[Start of DOCUMENT]

In view of the fact that petitions for rehearing need not be served on the opposite party prior to being filed in this court, this language clearly intimates that only by suppressing the petition and granting its prayer, without calling for an answer, can this court protect itself. Further discussion of respondent’s statements is unnecessary. Our position is one of extreme delicacy. False and scandalous charges are said to have been made against the members of this court, and the respondent has improperly incorporated them in his petition. By reason of his acts it was our duty to direct the attorney general to institute these proceedings, and we must now pass judgment. Respondent has made an emphatic disavowal of intentional disrespect for this court or any of its members, has withdrawn the statements made, has apologized for his conduct, has requested that the offensive language be stricken; has asked that he be dismissed, and cites the following authorities in support of his contention that courts will not, in the face of a complete disavowal and apology, disbar for offensive language or conduct. Ex parte Secombe, 19 How. 13, 15 L. Ed. 566; Ex parte Bradley, 7 Wall. 364, 19 L. Ed. 214; Bradley v. Fisher, 13 Wall. 335, 20 L. Ed. 646; In re Philbrook, 105 Cal. 471, 38 Pac. 511, 884, 45 Am. St. 59, and note; Dickens' Case, 67 Pa. St. 169, 5 Am. Rep. 120; In re
By reason of such retraction no order of disbarment will be made. In view of respondent’s long experience at the bar, we cannot discharge him with a mere reprimand. An order of suspension must be entered.

[End of DOCUMENT]
[Start of COLLECTED DATA]

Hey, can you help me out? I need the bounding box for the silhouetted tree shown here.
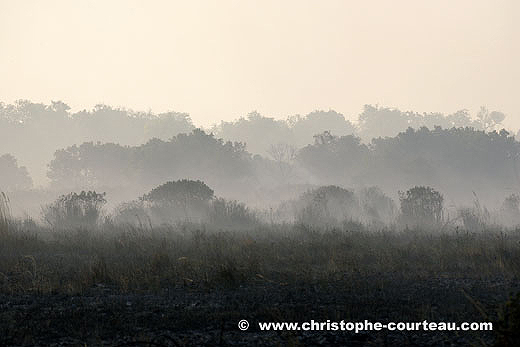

[End of COLLECTED DATA]

• **CHALLENGES**
A. According to the opinion, whom did the court direct to institute the proceedings against the respondent?
B. Say whether each statement agrees with the opinion, quoting the words that decide it. (i) The court orders the respondent disbarred. (ii) Petitions for rehearing must be served on the opposite party before being filed in this court. (iii) The respondent apologized for his conduct.
The material is separate from the opinion.

• **TASK-BY-TASK ANSWERS**
A. The attorney general.

B.
(i) No: "By reason of such retraction no order of disbarment will be made."
(ii) No: "petitions for rehearing need not be served on the opposite party prior to being filed in this court"
(iii) Yes: "has apologized for his conduct"